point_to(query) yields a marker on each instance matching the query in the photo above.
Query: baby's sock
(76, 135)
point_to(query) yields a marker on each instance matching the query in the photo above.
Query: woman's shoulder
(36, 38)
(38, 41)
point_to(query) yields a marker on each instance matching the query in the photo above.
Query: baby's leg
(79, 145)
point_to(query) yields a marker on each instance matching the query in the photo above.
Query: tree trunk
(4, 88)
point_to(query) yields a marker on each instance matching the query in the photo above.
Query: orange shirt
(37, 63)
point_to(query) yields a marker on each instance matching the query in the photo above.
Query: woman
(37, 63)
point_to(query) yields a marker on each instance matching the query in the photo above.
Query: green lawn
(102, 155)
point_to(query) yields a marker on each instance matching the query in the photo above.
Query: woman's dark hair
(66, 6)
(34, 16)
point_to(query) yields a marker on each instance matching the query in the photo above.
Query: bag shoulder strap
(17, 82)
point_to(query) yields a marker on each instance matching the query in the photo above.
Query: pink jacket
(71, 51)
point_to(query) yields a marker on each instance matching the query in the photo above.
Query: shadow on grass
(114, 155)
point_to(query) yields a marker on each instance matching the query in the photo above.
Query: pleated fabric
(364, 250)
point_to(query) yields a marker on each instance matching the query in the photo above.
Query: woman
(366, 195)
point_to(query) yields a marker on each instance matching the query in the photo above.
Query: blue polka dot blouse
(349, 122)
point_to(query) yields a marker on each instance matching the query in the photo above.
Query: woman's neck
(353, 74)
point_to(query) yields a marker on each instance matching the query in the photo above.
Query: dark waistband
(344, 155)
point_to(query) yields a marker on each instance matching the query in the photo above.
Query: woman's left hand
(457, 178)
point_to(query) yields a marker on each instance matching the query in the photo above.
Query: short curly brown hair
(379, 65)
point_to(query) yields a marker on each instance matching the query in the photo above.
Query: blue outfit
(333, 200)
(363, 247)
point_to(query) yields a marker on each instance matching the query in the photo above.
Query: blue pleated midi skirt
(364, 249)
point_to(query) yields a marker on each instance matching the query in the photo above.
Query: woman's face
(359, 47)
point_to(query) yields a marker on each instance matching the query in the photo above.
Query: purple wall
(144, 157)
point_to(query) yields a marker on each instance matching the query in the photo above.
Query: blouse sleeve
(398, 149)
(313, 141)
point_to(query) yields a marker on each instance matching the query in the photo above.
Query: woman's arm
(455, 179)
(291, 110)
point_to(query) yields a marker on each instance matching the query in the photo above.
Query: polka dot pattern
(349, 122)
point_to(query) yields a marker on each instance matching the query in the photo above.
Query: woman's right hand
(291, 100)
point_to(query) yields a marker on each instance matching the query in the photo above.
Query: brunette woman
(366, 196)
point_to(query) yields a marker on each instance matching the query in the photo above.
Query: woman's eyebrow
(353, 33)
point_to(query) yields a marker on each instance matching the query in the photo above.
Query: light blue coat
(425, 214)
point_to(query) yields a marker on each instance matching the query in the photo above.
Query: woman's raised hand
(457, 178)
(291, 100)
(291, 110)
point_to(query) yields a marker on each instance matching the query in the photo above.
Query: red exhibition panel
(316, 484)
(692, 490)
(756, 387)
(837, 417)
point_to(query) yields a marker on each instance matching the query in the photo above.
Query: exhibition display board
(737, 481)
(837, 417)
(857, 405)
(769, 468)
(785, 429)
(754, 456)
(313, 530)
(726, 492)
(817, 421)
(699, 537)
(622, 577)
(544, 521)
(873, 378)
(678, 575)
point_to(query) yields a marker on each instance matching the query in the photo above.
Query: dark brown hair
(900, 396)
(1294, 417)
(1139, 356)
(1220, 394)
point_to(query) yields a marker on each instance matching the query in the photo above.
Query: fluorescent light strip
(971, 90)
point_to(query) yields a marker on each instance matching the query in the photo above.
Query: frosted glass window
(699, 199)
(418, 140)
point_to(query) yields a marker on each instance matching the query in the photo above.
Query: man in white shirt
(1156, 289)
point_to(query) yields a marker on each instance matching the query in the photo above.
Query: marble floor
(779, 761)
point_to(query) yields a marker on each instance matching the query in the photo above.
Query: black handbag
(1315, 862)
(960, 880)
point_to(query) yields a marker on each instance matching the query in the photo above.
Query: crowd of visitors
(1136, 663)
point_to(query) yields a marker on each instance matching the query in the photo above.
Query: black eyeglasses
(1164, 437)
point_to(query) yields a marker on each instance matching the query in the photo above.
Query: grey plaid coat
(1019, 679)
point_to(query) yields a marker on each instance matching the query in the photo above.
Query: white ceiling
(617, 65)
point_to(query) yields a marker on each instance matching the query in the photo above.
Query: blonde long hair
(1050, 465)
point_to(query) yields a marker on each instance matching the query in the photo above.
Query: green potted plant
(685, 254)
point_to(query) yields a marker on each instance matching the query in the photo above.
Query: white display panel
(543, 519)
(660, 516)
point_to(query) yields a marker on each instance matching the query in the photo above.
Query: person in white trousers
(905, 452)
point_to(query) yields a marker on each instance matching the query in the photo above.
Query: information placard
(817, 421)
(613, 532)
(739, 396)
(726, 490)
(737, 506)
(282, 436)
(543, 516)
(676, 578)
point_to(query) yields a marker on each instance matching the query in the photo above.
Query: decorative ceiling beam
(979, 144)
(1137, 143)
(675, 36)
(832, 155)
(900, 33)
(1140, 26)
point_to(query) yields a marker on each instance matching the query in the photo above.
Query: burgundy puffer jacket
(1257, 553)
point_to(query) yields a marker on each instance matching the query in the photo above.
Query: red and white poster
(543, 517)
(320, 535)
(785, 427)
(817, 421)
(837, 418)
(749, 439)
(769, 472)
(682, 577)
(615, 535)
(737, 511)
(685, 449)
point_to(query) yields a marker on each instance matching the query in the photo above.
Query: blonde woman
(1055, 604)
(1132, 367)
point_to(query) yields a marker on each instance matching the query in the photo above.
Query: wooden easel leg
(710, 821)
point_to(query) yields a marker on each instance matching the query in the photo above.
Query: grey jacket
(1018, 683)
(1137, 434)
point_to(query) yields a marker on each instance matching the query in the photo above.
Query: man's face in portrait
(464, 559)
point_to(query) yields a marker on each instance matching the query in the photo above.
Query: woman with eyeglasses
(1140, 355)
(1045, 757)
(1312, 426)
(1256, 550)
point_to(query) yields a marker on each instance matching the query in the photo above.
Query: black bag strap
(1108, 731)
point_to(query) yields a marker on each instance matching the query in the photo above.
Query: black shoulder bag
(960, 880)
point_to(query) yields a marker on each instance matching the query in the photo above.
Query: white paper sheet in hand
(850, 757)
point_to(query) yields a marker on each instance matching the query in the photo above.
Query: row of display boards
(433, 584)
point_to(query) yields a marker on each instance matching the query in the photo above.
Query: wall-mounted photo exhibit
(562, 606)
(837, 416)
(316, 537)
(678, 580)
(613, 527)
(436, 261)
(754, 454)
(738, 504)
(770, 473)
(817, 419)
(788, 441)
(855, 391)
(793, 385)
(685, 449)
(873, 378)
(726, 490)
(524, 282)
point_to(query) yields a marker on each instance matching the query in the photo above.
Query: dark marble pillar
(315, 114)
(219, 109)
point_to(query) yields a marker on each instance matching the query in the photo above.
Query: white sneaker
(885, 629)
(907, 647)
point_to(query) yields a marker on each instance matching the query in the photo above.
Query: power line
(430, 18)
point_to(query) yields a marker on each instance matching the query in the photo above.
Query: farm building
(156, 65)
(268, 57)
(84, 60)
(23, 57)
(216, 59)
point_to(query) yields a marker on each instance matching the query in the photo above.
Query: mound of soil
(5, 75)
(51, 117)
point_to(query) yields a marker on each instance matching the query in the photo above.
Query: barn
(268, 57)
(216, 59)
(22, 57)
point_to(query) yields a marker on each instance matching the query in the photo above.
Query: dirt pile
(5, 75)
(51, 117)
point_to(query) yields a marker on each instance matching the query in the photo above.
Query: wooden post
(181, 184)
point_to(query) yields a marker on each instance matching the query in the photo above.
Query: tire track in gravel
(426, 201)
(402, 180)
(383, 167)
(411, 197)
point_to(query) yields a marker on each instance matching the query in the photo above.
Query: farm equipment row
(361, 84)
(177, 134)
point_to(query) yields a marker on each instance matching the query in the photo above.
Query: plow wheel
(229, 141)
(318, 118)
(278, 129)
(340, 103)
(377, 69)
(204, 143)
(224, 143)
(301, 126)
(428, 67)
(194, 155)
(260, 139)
-=-=-=-=-
§ **Task brief**
Find every line in the rows above that contains the word "green" and copy each of those lines.

§ **Result below**
Query: green lawn
Query: green potted plant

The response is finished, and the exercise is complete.